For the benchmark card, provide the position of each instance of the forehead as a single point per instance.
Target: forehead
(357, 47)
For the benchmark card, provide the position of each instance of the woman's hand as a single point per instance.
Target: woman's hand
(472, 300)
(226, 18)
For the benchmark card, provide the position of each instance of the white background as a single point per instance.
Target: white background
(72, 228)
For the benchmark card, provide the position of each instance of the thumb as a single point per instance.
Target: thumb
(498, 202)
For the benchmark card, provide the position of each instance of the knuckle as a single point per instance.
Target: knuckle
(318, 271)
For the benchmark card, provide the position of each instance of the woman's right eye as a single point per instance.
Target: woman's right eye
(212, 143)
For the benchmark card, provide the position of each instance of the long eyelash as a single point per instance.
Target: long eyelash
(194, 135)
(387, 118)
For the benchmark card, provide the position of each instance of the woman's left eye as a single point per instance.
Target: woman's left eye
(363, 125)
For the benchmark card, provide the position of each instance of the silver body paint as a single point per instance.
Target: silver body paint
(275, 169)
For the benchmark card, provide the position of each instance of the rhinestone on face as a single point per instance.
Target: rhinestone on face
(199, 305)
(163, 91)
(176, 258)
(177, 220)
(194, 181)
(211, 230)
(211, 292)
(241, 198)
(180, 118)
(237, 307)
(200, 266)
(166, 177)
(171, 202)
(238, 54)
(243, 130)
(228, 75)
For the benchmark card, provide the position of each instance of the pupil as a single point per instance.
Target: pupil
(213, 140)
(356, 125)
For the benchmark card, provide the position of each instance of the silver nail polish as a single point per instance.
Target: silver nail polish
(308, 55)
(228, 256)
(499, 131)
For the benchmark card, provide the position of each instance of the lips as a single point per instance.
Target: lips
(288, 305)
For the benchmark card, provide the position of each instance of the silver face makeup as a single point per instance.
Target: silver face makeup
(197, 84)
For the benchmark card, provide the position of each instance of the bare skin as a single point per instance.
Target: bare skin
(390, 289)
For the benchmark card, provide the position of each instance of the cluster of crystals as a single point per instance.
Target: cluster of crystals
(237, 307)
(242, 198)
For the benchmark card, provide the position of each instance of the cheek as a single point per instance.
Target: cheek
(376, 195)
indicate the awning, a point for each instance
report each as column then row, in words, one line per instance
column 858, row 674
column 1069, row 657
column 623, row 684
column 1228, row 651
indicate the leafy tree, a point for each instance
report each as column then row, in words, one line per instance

* * * * * * *

▶ **Exercise**:
Output all records verbatim.

▶ **Task answer**:
For the benchmark card, provide the position of each instance of the forehead as a single point per instance.
Target: forehead
(357, 47)
For the benchmark card, provide the position of each instance of the woman's hand as a single point per instance.
Target: woman's hand
(472, 300)
(226, 18)
For the benchmark card, provide the position of each instance of the white background as a single point per instance.
Target: white background
(72, 228)
For the benchmark card, provide the position of each instance of the thumb as a single point per instance.
Target: thumb
(498, 202)
For the benchmark card, provide the position of each instance of the knuckle as a single point per instance.
Target: knuckle
(318, 271)
For the benchmark card, provide the position of each instance of the woman's right eye as a single point per instance.
Target: woman's right eye
(212, 143)
For the benchmark card, provide the position of each instance of the long eyelash as a single point per instance.
Target: long eyelash
(194, 135)
(387, 118)
For the benchmark card, provide the position of each instance of the woman's left eye as a single point per instance.
Target: woman's left eye
(363, 125)
For the benchmark card, provide the position of each instance of the silver body paint as a single point per instance.
Target: silver body paint
(275, 169)
For the benchmark card, provide the position of each instance of the rhinestone on face as a single point per instance.
Target: rhinestone on face
(199, 305)
(163, 91)
(176, 258)
(177, 220)
(194, 181)
(211, 230)
(211, 292)
(241, 198)
(180, 118)
(237, 307)
(200, 266)
(166, 177)
(171, 202)
(238, 54)
(243, 130)
(228, 75)
For the benchmark card, provide the position of each instance of the pupil as a single point per instance.
Target: pupil
(213, 140)
(356, 125)
For the benchmark card, provide the position of each instance of the silver nail polish as a single point per instance.
Target: silver nail polish
(308, 55)
(228, 256)
(499, 131)
For the benchmark card, provide the position of each instance of the lips as a single point per instance.
Target: lips
(288, 305)
For the benchmark card, provide the position of each instance of the silver face makeup as a single point per instance.
Target: silver face makeup
(197, 84)
For the benchmark card, provide the position of each instance of the bare skin as a single point per instance.
Target: bare skin
(390, 289)
For the benchmark card, provide the position of each instance of the cluster of crystals as a single point per instance.
Target: cluster of crystals
(237, 307)
(242, 198)
For the benchmark card, provide the position of each instance of the cheek as a single point per instance.
Target: cheek
(376, 195)
indicate the awning, a point for each instance
report each as column then row, in words, one line per instance
column 858, row 674
column 1069, row 657
column 623, row 684
column 1228, row 651
indicate the leafy tree, a point for each instance
report each as column then row, in words, one line per instance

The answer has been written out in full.